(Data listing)
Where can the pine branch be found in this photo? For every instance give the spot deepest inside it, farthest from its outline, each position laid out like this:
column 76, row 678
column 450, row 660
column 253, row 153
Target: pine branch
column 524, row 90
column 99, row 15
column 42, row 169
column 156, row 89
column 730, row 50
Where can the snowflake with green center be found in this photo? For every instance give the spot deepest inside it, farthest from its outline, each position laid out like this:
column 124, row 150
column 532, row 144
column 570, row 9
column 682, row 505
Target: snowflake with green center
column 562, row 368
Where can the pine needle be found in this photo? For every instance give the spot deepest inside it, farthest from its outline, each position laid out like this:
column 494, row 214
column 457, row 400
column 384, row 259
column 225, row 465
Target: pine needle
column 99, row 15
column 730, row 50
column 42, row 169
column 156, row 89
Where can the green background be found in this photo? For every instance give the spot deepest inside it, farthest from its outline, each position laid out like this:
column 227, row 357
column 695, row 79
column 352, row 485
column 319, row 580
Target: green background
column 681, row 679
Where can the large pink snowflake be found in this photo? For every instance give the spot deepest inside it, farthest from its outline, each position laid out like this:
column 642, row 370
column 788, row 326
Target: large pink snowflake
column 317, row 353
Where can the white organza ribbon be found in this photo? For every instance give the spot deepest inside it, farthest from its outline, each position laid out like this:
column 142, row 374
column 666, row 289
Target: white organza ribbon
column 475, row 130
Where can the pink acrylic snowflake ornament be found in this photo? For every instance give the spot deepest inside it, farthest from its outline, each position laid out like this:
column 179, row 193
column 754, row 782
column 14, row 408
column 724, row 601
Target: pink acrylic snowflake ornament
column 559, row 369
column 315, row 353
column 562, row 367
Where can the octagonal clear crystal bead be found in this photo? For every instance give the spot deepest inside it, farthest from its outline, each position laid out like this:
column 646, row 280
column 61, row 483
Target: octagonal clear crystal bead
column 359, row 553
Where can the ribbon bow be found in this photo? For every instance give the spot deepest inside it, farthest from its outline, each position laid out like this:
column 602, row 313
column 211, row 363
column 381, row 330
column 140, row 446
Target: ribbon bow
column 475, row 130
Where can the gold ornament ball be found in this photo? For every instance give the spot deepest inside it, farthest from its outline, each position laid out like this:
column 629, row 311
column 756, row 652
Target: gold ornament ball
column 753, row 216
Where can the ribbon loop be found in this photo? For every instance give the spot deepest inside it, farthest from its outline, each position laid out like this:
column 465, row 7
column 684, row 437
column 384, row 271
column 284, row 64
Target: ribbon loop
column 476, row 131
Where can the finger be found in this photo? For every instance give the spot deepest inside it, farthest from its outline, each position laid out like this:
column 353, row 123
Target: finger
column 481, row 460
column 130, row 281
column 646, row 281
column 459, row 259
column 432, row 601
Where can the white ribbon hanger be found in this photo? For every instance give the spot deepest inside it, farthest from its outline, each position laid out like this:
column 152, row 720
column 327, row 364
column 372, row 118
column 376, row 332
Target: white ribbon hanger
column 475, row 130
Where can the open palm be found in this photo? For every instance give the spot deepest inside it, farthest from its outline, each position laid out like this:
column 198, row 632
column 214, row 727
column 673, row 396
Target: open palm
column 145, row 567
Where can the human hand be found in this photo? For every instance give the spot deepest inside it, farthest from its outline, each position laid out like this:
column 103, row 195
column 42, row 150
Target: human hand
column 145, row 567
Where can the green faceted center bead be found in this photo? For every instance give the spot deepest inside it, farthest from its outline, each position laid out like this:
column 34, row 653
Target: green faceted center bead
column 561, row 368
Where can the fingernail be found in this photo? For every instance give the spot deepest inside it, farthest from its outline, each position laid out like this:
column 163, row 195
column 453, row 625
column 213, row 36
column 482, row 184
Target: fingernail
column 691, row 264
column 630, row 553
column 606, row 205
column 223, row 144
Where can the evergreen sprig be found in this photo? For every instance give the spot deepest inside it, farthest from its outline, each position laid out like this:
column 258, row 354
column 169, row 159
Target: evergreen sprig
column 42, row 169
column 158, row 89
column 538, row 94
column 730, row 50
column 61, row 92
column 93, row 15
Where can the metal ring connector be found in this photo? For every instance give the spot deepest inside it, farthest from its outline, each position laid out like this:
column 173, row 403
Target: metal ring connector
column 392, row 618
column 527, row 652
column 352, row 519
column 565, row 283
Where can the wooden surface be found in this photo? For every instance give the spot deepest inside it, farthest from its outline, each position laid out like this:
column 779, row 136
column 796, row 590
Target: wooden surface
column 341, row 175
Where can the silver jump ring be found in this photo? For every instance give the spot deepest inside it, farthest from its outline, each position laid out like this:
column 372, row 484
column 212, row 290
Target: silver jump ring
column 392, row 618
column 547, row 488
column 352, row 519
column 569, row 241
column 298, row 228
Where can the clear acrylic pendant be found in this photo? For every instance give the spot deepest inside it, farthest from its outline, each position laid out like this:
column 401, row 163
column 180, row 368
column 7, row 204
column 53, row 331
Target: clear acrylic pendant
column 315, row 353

EXERCISE: Rewrite all of the material, changing "Target" to "Label" wherever it appears and leaving everything else untouched.

OUTPUT FOR THIS TASK:
Where can the pine branch be found in this photo? For every instance give the spot deepest inside it, farthest from its outline, each position laid out like this:
column 76, row 678
column 450, row 660
column 253, row 153
Label: pine branch
column 524, row 90
column 99, row 15
column 42, row 169
column 156, row 89
column 730, row 50
Where can the snowflake with green center be found in this photo? For every instance give the spot deepest inside it, farthest from its outline, each position laid out like this:
column 124, row 150
column 532, row 144
column 570, row 9
column 682, row 505
Label: snowflake with green center
column 562, row 368
Where can the pine needle be found in this photo? For every instance give the spot deepest inside it, farthest from its outline, each position laid out like this:
column 494, row 214
column 457, row 400
column 384, row 259
column 225, row 465
Label: pine needle
column 99, row 15
column 730, row 50
column 42, row 169
column 156, row 89
Where can the green background be found in this photo? For every instance give the spot deepest inside it, farthest from its outline, each position laid out like this:
column 227, row 357
column 695, row 79
column 352, row 485
column 319, row 580
Label: green background
column 681, row 679
Where can the large pink snowflake be found in this photo? For every instance give the spot deepest inside it, farthest from its outline, each position laid out like this:
column 642, row 370
column 788, row 326
Label: large pink snowflake
column 317, row 353
Where can the white organza ribbon be found in this photo? For every instance give the spot deepest inside it, farthest from its outline, each position laid out like this:
column 142, row 374
column 666, row 289
Label: white organza ribbon
column 475, row 130
Where can the pink acrylic snowflake ornament be found in this photo? For every instance give the spot deepest inside it, farthest from its outline, each position laid out like this:
column 179, row 193
column 754, row 782
column 14, row 408
column 724, row 601
Label: pink acrylic snowflake ornament
column 559, row 369
column 315, row 353
column 562, row 367
Where can the octagonal clear crystal bead be found in this photo? For every instance give the spot deepest inside it, farthest from its outline, each position laid out like this:
column 646, row 280
column 61, row 483
Label: octagonal clear crystal bead
column 359, row 553
Where can the ribbon bow be found in this photo? For every instance give the spot deepest inside it, farthest from its outline, each position laid out like this:
column 602, row 313
column 211, row 363
column 381, row 330
column 140, row 446
Label: ribbon bow
column 475, row 130
Where can the gold ornament ball be found in this photo? For every instance give the spot deepest inside it, farthest from its outline, each position laid out like this:
column 629, row 311
column 756, row 652
Label: gold ornament ball
column 753, row 216
Where can the ribbon loop be found in this photo? For every instance give the spot deepest inside it, farthest from its outline, each position laid out like this:
column 465, row 7
column 684, row 437
column 384, row 271
column 284, row 64
Label: ribbon loop
column 476, row 131
Where can the finger be found in this photo? For every instance give the spot deepest inside it, farthest from its outline, each position laid out like this:
column 353, row 123
Label: finger
column 481, row 460
column 130, row 281
column 646, row 281
column 459, row 259
column 432, row 601
Where can the white ribbon hanger be found in this photo? For every instance give the spot deepest inside it, farthest from its outline, each position laid out like this:
column 152, row 720
column 327, row 364
column 372, row 118
column 376, row 332
Label: white ribbon hanger
column 475, row 130
Where can the open palm be found in this photo? For every instance give the spot deepest inside it, farthest from its outline, each position laid out like this:
column 198, row 632
column 214, row 727
column 673, row 396
Label: open palm
column 145, row 567
Where can the human hand be found in this photo? For every instance give the spot deepest inside it, farthest from its outline, each position laid out like this:
column 103, row 195
column 42, row 150
Label: human hand
column 145, row 567
Where can the green faceted center bead be found in this photo? For every instance give the spot deepest inside it, farthest from its outline, each position laid out like this:
column 34, row 653
Label: green faceted center bead
column 561, row 368
Where can the fingernail be found in this photo? For every instance give the spot deepest inside it, farthest from its outline, each position laid out like this:
column 163, row 195
column 453, row 625
column 213, row 36
column 482, row 184
Label: fingernail
column 691, row 264
column 630, row 553
column 606, row 205
column 223, row 144
Where can the evergreen sprig be found in this photo? For every instance give the spot deepest inside it, farthest from its outline, each position laid out like this:
column 258, row 354
column 169, row 159
Label: evergreen sprig
column 42, row 169
column 158, row 89
column 538, row 94
column 730, row 50
column 61, row 92
column 93, row 15
Where can the metal ring connector be found in this photo? For every instance give the spot deepest inside it, farthest from its outline, each position laid out like this:
column 173, row 403
Label: metal ring connector
column 392, row 618
column 527, row 652
column 352, row 519
column 565, row 283
Where can the wooden surface be found in this photo? For every instance give the spot deepest inside it, farthest from its outline, each position laid out like this:
column 779, row 136
column 796, row 590
Label: wooden surface
column 341, row 175
Where can the silver jump ring be found in this photo? For every instance give the spot deepest inside it, farthest from its outline, each position laid out like this:
column 372, row 484
column 212, row 290
Label: silver jump ring
column 392, row 618
column 547, row 488
column 352, row 519
column 569, row 241
column 298, row 228
Where can the clear acrylic pendant be found in this photo? For every instance give the spot deepest inside it, farthest from its outline, each position laid out like this:
column 401, row 163
column 180, row 368
column 7, row 204
column 53, row 331
Label: clear acrylic pendant
column 315, row 353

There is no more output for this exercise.